__INSTRUCTIONS TO FOLLOW__
For the copy, please give all of the data again exactly and leave the pictures out.

__SUPPLIED ENTRIES__
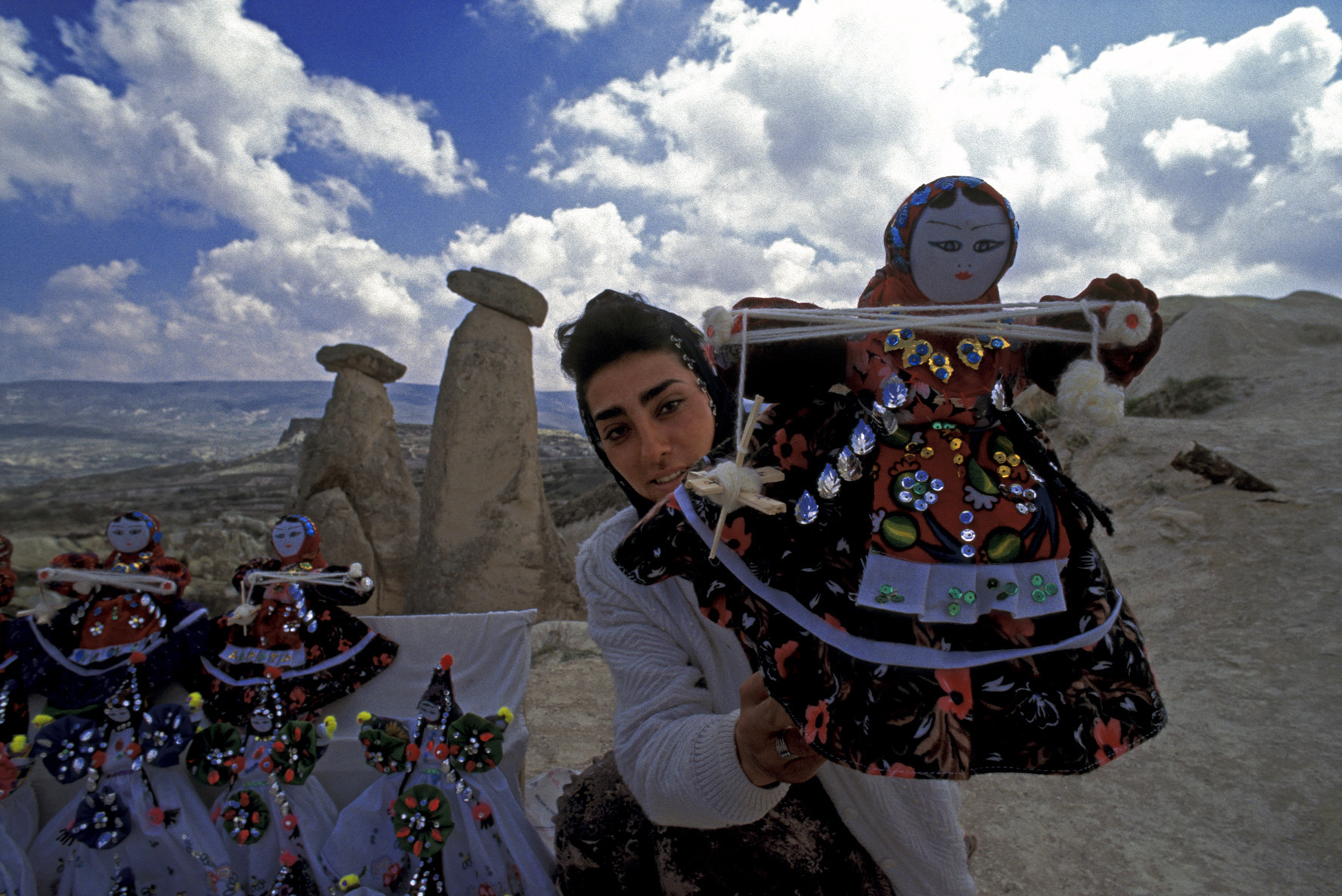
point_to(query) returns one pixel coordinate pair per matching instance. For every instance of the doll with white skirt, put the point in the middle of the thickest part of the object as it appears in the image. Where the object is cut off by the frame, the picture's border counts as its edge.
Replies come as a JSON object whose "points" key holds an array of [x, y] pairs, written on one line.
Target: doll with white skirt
{"points": [[139, 814], [442, 819]]}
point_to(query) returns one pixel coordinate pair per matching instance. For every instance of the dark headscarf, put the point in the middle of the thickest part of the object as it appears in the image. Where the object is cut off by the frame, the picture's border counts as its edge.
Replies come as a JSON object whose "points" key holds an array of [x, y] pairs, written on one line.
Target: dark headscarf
{"points": [[678, 336]]}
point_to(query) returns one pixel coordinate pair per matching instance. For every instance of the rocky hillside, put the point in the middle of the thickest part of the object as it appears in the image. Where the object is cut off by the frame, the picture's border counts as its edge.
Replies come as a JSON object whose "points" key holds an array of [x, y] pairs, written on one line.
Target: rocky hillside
{"points": [[55, 429]]}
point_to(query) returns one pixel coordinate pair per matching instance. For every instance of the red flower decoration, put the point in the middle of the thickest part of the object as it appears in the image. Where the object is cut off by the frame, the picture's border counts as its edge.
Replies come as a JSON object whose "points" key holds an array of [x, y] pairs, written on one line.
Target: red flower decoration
{"points": [[818, 723], [959, 699], [718, 612], [780, 656], [1110, 739], [791, 451], [735, 537]]}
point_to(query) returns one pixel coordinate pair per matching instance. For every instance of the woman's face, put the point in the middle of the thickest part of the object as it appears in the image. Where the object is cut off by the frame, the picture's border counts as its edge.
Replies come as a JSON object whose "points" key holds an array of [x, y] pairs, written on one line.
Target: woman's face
{"points": [[957, 252], [653, 420]]}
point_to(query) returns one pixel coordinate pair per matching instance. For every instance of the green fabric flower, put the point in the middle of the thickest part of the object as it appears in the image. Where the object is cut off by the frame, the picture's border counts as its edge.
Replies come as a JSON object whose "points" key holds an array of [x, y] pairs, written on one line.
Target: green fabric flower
{"points": [[294, 751], [215, 755], [245, 816], [422, 820], [474, 743]]}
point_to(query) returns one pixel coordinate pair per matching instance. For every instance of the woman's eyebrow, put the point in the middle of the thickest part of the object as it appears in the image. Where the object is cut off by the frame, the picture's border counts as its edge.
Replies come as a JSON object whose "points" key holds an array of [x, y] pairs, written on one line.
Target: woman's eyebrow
{"points": [[615, 411]]}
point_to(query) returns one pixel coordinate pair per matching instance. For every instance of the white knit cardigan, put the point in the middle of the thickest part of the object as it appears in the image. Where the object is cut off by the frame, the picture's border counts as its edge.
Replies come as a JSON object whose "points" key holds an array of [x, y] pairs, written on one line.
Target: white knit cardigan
{"points": [[676, 685]]}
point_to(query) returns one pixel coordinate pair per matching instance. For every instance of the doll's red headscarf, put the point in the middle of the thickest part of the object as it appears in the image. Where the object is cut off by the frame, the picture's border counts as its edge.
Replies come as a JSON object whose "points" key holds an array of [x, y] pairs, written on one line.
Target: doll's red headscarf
{"points": [[894, 283]]}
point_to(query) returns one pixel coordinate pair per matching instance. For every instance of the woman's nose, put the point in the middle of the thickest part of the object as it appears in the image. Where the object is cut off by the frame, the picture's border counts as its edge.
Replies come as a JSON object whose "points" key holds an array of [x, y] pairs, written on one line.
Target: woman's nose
{"points": [[655, 443]]}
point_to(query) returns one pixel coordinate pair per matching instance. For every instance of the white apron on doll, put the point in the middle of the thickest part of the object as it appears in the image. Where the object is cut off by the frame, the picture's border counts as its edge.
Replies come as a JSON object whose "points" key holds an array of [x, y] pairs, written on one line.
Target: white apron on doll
{"points": [[139, 814], [273, 816], [485, 843]]}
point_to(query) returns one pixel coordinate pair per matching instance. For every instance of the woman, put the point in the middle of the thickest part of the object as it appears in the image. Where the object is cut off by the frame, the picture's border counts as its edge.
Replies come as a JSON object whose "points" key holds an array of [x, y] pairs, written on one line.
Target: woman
{"points": [[707, 770]]}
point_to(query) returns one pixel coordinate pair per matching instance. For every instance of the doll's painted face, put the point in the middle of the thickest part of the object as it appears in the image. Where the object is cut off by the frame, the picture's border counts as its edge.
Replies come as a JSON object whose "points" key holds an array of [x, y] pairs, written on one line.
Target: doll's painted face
{"points": [[288, 539], [128, 535], [957, 252]]}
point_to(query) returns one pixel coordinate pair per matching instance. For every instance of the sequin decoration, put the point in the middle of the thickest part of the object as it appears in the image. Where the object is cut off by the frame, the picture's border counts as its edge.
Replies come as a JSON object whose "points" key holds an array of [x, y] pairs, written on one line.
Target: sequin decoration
{"points": [[827, 483], [850, 468], [916, 351], [894, 393], [940, 365], [807, 509], [863, 439], [971, 351]]}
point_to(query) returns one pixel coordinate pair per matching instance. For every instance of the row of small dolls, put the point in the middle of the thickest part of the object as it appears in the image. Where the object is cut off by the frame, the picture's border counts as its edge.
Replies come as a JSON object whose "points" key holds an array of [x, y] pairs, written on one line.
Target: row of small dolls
{"points": [[106, 636]]}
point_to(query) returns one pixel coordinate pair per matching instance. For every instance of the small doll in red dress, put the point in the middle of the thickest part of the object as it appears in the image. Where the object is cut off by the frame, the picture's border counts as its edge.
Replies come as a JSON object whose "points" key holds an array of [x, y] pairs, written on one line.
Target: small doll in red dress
{"points": [[74, 648], [292, 619], [930, 603]]}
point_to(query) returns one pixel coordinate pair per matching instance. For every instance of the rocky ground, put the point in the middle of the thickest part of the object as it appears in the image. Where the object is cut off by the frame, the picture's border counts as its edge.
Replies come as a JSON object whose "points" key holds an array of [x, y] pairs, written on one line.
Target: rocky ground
{"points": [[217, 514]]}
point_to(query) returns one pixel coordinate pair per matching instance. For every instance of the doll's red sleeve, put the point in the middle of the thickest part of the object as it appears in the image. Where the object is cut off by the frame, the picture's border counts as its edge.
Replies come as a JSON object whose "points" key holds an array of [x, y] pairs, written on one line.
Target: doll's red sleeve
{"points": [[1047, 361]]}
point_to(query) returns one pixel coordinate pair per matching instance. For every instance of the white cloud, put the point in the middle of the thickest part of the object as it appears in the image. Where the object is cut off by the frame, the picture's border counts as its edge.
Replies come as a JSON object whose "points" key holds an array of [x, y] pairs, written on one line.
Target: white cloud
{"points": [[1199, 140], [811, 123], [570, 17]]}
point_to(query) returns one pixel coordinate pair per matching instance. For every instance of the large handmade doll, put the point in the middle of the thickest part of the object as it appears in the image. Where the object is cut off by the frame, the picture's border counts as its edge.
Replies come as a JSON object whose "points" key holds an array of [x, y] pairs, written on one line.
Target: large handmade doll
{"points": [[292, 619], [74, 648], [929, 601], [139, 812], [442, 816]]}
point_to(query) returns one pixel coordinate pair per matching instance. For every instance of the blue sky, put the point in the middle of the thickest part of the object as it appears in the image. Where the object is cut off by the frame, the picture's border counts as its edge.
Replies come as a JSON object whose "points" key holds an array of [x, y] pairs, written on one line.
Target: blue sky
{"points": [[214, 189]]}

__ANSWER TO THIS PROBLEM__
point_to(query) returns one pixel coordinate pair per matching instance. For every instance of the doll with white skirt, put the point in the middle of the thickest part of the object as it appears in the image. Where the object is cut off by the frame, the picture's border counts as its edge.
Replies come as a JSON object whose "points" key holds an array of [x, y] pairs, written on one line.
Target: doll with white skirt
{"points": [[139, 814], [442, 819]]}
point_to(query) returns one pixel coordinate pair per matching instance. For every instance of the dark headscarf, put the point in the middle of the thickest part of the object as it appears in the image. Where the object is cut off by the frame, the picture's border counts as its edge.
Replies come as a JSON object whose "points" key holds an array of [x, y] pairs, written on one line.
Target: dark headscarf
{"points": [[678, 336]]}
point_to(query) returns one pixel coordinate pair per matching instance. For every instance of the rocky hillside, put the point in the middle of the thickest part of the object as it appears in the image. Where the object is cut off by the frame, the picture's border counts as its edge.
Replies come as a JSON object whose "points" key holds an array of [x, y] pairs, written on one line.
Target: rocky hillside
{"points": [[55, 429]]}
point_to(query) returns one pixel coordinate pair per matching instance. For every instance of the red flower decoration, put the point in the middle of the thickest part of the object as it appears in the image. Where the object is cut off by the frame, the picture's border counts as its edge.
Replies come as a JSON object whose "points" key holds an array of [x, y] pairs, written on one line.
Target: red flower decoration
{"points": [[818, 723], [959, 699], [718, 612], [780, 656], [1110, 739], [791, 451], [735, 537]]}
point_to(query) returns one pixel coordinate pair per matching instance. For every instance of the woman's face, put the point in the middle of the thickest part of the object as it appears in the image. Where the object is cut off by the frame, the picture's border counts as its edge.
Replies come as a JSON object whose "points" key holds an array of [x, y] pairs, written on one line.
Target: woman's face
{"points": [[957, 252], [653, 420]]}
point_to(query) returns one pixel coordinate pair per matching instance. For every instance of the green fabric flower, put the point in the middle of the thickest part of the object as it appears in the image. Where the object is cut off by the frame, the picture's border counts as its edge.
Replies come as a JSON object whose "points" key holds an array of [x, y] pairs, written on one line.
Target: green fabric flower
{"points": [[294, 751], [215, 755], [245, 816], [422, 820], [474, 743]]}
point_to(query) returns one pixel coordinate pair per matching instance. For every instance of the woman's eyebrow, put the point in the middle of the thickest part of the object as it appears in the image. Where the object is cut off by the frame, the picture's border counts as its edge.
Replies come as a JSON object whose "points" key holds an array of [x, y] pairs, written on one line.
Target: woman's eyebrow
{"points": [[615, 411]]}
point_to(query) returns one pixel coordinate pair per matching instance. For every instance of the white knit cardigan, put the point in the middle of the thickest part of the object as it appears in the image. Where the object is cut off by the frame, the picture's border counts as its edge.
Replies come as a JSON object whose "points" key holds an array of [x, y] pairs, written on one line.
Target: white knit cardigan
{"points": [[676, 685]]}
point_to(query) returns one pixel coordinate pair per matching instance. For every instance of the doll's red headscarf, put the point in the middle of the thickest part of the object as it appears in the image. Where the object is cut off by the frame, the picture's border counts as its edge.
Replies come as a JSON object whose "points" key holds an array of [x, y] pairs, written on one line.
Target: doll's red headscarf
{"points": [[894, 283]]}
point_to(query) returns one pixel coordinate pair per matching instance. For every instance of the woman's nose, put the point in the middle of the thickest part of the object as it appears in the image. Where the object is cut off by the frame, the picture's border counts as its edge.
Replies come as a JSON object whose "points" key holds an array of [x, y] pairs, written on one line.
Target: woman's nose
{"points": [[655, 443]]}
point_to(query) returns one pixel coordinate pair per matching instance. For every instance of the white apron on doll, put the point in the middle of the thickest part of the object as it appears in the image. Where the object is cut off by the frame, the picture's border counts as its edge.
Replies come as a JSON object whose "points" key holds an array of [x, y] pairs, written on one line.
Target: white apron on doll
{"points": [[139, 814], [273, 816], [485, 843]]}
point_to(query) returns one pixel coordinate pair per matching instance. For every instance of the woman, put the point in the middle of the thickest part of the object as it appears in the image. Where the object is cut off by the frame, the picture's border counts as its edge.
Replies come as a JSON object whose "points" key holds an array of [x, y] pairs, written on one line.
Target: woman
{"points": [[707, 770]]}
point_to(query) returns one pixel coordinate pair per matching instance. For every instance of the doll's painted face, put the point in the middle of the thickest part of the object as it appears in the image. Where the object is cut off by the frame, the picture's border counts as its edge.
Replies come as a JSON object whose "points" key holds an array of [x, y] pairs, written on one line.
Target: doll's painted face
{"points": [[288, 539], [128, 535], [957, 252]]}
point_to(query) returns one pixel coordinate pair per matching instance. For every instance of the sequin decoration, put the point in the middle of the thickest part of the object as it appears in the image. Where the object is cut off by the frame, the picture's border counts as its edge.
Replies come as a JSON object whose "points" key holds an array of [x, y] pairs, written on one line.
Target: sequin decoration
{"points": [[827, 483], [850, 468], [916, 351], [894, 393], [940, 365], [807, 509], [863, 439], [971, 351]]}
point_to(query) returns one pixel coordinate pair per matching instance. For every instance of the row of small dolls, put the point in the middle of the thickest part of the object as it appears in the image. Where the object is cut off by the frame, the picture's border counts as its edge.
Replies come as a JSON object whose "points" key holds an array of [x, y] pairs, written on one line.
Target: row of small dolls
{"points": [[106, 636]]}
point_to(query) returns one pixel coordinate pair per matching instance. For every instance of the small doll in red dress, put the point in the middle of the thickest part of the object as it appears in the image. Where the object is cut off by the frame, the picture's border counts as its edge.
Replies come as a JSON object whose "points" key holds an array of [x, y] pairs, written on one line.
Target: small doll in red dress
{"points": [[74, 648], [292, 619], [930, 603]]}
point_to(query) returns one pixel coordinate pair per matching instance. For every instance of the rocky ground, put the point in the middle of the thickest part of the object as it appears in the image. Where the object is cut off by the frame, the picture's border counts as its edge.
Replies come as a JSON object whose "points" key holds an array of [x, y] pairs, written on one line.
Target: rocky ground
{"points": [[217, 514]]}
point_to(query) returns one pixel coordinate pair per matching instance. For every instance of the doll's red sleeve, put the point in the middle of the thickest part of the object as it appears in the image. Where the object is cut off by the frame, the picture's border counts as its edge.
Replies come as a JSON object whose "points" key holds an array of [x, y] pairs, written on one line.
Target: doll's red sleeve
{"points": [[1047, 361]]}
point_to(query) returns one pixel coordinate pair per matching instance. For every instance of the white cloud, put the point in the middle of the thickest part of the object as it appears in the image. Where the object is cut off by the frame, the picture's border counts as its edge.
Replies come as a JSON object whose "points" key holds an array of [x, y] pairs, written on one line.
Target: white cloud
{"points": [[1199, 140], [811, 123], [570, 17]]}
point_to(query) returns one pixel coordinate pair per matching instance. For every instance of the large handmade doll, put the point in the middle of the thickest part of the object as it appears in the image. Where the object is cut off by the frame, the picture's border counts as its edge.
Replies come as a JSON object whose "points" key holds an array of [x, y] pairs, written on one line.
Target: large handmade doll
{"points": [[292, 619], [74, 648], [929, 601], [139, 812], [442, 816]]}
point_to(query) returns one pixel coordinate pair per matching instance. For every instance of the blue sky, put the point in the middle of the thickest part of the object as it appears in the image. Where the object is cut off by the frame, the picture's border counts as its edge.
Replies come as a JSON object whose "points" key holds an array of [x, y] pairs, written on one line.
Target: blue sky
{"points": [[214, 189]]}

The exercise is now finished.